Tâche à réaliser =
Reproduisez à l'identique les lignes de la liste ci-dessous comprises entre celle qui contient « Task: locate the tree canopy » et celle qui contient « x=387 y=122 », ces deux lignes incluses, et uniquement celles-ci.

Lignes d'entrée =
——————

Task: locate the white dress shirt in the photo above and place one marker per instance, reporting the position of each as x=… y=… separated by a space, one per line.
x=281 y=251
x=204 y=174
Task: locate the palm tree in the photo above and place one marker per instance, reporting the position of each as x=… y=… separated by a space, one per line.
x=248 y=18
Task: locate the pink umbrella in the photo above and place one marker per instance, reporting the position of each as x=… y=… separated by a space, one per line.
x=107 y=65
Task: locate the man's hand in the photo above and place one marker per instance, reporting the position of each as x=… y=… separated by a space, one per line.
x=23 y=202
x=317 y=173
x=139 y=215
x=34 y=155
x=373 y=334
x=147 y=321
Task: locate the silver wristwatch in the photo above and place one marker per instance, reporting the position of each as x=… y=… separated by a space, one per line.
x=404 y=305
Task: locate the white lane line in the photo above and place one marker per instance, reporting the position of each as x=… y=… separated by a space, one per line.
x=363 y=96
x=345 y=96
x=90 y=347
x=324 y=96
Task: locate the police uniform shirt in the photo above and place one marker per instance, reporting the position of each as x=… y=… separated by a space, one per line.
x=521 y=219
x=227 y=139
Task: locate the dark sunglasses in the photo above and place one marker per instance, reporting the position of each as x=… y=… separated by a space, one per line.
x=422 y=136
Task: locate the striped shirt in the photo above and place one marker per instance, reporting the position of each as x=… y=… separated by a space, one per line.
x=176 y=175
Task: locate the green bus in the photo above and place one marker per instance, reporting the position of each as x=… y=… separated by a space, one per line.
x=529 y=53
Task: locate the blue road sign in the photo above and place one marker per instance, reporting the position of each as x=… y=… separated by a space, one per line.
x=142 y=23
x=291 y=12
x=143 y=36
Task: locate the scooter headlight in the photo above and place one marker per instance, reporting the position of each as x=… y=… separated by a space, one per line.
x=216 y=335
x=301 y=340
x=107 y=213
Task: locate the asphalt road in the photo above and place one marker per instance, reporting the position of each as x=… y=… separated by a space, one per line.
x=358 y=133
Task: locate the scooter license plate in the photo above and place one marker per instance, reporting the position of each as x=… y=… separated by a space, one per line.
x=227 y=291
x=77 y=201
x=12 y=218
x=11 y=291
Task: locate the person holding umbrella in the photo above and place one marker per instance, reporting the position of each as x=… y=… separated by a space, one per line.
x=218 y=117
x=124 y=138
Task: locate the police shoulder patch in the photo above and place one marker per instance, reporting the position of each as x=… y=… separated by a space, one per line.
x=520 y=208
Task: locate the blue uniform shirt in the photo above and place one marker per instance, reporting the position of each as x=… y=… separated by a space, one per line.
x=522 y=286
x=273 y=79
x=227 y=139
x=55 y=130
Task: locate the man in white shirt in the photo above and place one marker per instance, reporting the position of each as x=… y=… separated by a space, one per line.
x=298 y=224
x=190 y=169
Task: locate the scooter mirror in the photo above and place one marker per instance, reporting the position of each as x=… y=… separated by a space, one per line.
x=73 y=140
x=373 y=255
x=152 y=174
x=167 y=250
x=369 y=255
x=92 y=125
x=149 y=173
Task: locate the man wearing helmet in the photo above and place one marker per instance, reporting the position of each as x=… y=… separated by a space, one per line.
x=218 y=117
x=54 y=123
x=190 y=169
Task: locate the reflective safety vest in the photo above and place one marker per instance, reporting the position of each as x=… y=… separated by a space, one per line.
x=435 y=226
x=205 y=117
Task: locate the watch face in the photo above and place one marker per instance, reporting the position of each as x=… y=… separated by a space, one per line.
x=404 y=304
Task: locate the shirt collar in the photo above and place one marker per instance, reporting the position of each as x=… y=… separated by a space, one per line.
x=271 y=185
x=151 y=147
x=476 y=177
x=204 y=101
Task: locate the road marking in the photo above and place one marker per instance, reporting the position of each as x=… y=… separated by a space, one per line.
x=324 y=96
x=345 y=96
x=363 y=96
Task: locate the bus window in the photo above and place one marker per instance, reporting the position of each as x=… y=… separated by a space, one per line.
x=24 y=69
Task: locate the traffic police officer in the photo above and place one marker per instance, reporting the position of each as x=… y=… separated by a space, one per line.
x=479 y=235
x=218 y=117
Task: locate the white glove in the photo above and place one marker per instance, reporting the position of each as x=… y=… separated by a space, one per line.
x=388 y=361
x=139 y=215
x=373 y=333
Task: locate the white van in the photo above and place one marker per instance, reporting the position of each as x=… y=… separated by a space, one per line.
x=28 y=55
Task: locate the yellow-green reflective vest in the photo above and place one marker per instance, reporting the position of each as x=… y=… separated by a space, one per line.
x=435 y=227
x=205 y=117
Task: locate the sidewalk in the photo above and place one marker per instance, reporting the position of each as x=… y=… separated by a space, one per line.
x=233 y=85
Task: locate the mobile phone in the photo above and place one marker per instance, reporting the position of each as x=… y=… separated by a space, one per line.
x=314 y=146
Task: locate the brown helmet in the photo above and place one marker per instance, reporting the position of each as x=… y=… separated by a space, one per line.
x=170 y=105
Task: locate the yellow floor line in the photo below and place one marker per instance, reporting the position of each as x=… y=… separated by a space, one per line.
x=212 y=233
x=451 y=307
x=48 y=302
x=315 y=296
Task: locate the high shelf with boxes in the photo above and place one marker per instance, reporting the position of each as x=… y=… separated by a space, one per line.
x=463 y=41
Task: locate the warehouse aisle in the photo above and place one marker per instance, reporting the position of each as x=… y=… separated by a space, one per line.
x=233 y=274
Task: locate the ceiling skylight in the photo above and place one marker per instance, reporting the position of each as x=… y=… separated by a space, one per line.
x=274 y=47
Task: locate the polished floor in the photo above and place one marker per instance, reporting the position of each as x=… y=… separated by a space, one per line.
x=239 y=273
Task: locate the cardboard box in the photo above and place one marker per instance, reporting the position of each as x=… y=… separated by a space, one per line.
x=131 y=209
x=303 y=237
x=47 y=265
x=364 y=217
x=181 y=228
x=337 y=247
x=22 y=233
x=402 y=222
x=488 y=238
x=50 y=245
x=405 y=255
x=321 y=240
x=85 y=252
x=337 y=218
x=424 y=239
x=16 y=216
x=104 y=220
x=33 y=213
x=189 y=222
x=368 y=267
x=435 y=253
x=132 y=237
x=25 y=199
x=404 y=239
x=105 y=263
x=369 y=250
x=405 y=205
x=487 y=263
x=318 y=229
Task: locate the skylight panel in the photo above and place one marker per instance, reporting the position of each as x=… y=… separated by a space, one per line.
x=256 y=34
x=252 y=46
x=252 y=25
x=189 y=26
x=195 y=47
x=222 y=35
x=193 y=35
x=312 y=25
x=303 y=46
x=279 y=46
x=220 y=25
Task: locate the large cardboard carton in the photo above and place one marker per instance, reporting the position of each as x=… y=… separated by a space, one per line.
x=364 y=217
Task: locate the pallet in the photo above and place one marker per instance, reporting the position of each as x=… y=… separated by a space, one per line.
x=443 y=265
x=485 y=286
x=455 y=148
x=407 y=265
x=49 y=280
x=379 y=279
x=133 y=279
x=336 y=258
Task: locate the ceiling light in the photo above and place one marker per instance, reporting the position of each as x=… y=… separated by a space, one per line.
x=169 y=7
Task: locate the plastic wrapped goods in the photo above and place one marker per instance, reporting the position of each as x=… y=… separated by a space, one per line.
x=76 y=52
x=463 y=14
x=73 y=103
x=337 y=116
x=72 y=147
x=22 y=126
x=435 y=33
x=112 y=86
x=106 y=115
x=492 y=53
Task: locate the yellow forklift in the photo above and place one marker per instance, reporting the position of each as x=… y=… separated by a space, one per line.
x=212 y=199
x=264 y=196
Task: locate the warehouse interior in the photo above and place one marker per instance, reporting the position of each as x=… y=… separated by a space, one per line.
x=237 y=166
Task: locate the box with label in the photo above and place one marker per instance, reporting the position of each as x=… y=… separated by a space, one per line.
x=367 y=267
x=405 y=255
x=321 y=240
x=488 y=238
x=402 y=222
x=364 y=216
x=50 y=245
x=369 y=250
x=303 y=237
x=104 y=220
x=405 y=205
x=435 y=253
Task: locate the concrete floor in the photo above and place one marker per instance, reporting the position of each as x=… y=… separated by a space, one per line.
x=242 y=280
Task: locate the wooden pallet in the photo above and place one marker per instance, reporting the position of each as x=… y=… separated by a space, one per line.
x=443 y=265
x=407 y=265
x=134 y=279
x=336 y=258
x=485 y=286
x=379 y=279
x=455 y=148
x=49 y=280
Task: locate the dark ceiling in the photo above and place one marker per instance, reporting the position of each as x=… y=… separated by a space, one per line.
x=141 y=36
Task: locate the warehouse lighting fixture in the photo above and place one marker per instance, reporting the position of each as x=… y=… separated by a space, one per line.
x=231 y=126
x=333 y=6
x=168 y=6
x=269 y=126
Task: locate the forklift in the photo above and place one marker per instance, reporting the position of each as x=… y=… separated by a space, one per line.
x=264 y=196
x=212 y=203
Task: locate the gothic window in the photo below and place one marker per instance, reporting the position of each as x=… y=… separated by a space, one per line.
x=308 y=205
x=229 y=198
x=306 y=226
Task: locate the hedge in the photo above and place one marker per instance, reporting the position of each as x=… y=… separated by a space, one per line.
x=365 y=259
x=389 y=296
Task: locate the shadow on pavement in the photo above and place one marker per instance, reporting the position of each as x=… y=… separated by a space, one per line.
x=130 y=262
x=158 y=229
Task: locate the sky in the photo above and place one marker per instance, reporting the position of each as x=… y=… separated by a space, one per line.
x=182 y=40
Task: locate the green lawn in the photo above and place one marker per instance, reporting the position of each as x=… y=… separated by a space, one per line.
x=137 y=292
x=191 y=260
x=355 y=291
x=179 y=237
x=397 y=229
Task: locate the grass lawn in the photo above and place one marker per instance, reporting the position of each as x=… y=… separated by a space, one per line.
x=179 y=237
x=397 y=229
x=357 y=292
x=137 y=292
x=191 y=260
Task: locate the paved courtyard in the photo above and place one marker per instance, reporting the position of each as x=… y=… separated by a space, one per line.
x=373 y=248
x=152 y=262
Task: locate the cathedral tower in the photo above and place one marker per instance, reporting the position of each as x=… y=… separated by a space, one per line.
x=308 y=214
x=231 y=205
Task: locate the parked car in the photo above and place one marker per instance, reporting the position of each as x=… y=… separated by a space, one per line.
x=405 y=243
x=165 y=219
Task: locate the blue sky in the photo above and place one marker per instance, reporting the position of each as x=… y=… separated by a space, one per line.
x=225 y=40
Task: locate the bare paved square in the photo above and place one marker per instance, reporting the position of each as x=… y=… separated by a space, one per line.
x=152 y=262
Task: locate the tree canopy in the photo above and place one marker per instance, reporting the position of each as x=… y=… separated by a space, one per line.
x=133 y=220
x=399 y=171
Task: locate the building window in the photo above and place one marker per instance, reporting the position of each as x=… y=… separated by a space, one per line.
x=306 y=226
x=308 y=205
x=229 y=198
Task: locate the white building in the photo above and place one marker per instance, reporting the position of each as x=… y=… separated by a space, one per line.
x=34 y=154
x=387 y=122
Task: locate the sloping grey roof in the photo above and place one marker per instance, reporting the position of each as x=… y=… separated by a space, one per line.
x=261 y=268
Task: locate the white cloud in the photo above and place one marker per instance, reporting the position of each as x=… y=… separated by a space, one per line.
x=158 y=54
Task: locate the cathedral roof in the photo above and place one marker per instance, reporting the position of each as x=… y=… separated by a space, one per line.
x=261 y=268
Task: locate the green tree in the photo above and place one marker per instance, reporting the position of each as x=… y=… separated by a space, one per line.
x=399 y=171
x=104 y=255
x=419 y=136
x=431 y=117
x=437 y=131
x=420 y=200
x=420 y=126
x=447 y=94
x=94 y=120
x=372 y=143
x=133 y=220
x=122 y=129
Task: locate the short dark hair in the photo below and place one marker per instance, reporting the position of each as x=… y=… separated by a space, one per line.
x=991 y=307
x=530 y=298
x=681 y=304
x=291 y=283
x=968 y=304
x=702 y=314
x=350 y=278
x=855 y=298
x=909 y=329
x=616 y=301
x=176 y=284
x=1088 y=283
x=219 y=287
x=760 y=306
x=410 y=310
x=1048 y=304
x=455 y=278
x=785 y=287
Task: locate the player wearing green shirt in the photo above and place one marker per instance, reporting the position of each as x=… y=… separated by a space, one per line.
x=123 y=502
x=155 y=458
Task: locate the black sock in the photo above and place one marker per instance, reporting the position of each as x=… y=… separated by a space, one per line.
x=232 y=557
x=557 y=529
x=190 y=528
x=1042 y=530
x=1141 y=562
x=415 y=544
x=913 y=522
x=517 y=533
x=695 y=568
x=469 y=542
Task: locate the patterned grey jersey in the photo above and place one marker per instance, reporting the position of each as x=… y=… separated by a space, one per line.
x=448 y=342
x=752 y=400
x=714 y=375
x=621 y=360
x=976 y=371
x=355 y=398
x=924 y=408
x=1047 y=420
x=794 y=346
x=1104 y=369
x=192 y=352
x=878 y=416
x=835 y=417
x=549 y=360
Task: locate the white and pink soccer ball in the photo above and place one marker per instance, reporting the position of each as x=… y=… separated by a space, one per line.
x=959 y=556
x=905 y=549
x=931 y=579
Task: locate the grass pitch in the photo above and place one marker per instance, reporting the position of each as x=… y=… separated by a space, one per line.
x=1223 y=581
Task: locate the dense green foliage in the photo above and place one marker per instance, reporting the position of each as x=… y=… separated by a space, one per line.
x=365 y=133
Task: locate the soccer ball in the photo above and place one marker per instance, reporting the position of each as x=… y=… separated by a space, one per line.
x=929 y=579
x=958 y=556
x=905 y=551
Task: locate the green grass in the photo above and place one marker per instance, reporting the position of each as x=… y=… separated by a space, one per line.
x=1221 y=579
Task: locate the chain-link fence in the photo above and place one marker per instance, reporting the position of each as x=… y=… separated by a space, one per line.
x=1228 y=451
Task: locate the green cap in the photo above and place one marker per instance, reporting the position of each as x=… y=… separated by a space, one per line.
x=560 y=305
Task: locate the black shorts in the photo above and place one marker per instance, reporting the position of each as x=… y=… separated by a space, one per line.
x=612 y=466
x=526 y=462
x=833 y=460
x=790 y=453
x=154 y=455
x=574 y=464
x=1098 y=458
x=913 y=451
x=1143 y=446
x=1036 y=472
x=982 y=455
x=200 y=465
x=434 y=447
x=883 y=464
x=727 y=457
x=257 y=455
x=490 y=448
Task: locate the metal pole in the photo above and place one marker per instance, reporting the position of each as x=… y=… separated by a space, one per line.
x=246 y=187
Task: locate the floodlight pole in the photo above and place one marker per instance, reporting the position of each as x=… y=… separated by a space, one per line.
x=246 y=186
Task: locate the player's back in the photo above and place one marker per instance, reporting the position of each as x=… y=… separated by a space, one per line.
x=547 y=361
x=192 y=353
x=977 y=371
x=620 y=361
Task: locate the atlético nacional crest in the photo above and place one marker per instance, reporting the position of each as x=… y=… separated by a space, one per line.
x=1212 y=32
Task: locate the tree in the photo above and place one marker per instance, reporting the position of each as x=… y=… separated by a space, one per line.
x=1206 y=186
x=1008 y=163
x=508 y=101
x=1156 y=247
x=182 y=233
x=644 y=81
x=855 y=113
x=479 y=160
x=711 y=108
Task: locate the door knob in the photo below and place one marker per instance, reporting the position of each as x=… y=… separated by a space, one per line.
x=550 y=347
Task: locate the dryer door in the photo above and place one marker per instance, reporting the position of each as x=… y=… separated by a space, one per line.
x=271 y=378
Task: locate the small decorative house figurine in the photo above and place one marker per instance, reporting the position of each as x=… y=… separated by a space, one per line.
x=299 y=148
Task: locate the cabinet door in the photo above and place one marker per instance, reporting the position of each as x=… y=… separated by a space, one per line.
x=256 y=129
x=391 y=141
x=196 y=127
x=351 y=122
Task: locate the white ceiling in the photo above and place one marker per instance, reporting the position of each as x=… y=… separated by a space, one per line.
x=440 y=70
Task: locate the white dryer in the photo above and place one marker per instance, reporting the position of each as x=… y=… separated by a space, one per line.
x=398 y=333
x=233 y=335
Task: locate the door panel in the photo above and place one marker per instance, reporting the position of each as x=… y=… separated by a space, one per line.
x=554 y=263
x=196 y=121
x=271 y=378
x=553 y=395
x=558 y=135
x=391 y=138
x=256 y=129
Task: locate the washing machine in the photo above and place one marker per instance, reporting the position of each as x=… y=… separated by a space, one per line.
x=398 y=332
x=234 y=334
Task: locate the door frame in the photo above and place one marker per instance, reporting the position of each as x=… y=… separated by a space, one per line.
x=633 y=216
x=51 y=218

——————

Bonne réponse =
Task: locate the tree canopy in the photo above and place one marker per instance, reporting the position of each as x=… y=… separated by a space, one per line.
x=133 y=220
x=399 y=171
Task: locate the building window in the photo above and place one marker per instance, reporting the position of each as x=… y=… separated by a space, one per line.
x=306 y=226
x=308 y=205
x=229 y=198
Task: locate the white building in the photo above and place one marker per instance, reporting the position of each as x=… y=… separated by a space, one per line.
x=34 y=154
x=387 y=122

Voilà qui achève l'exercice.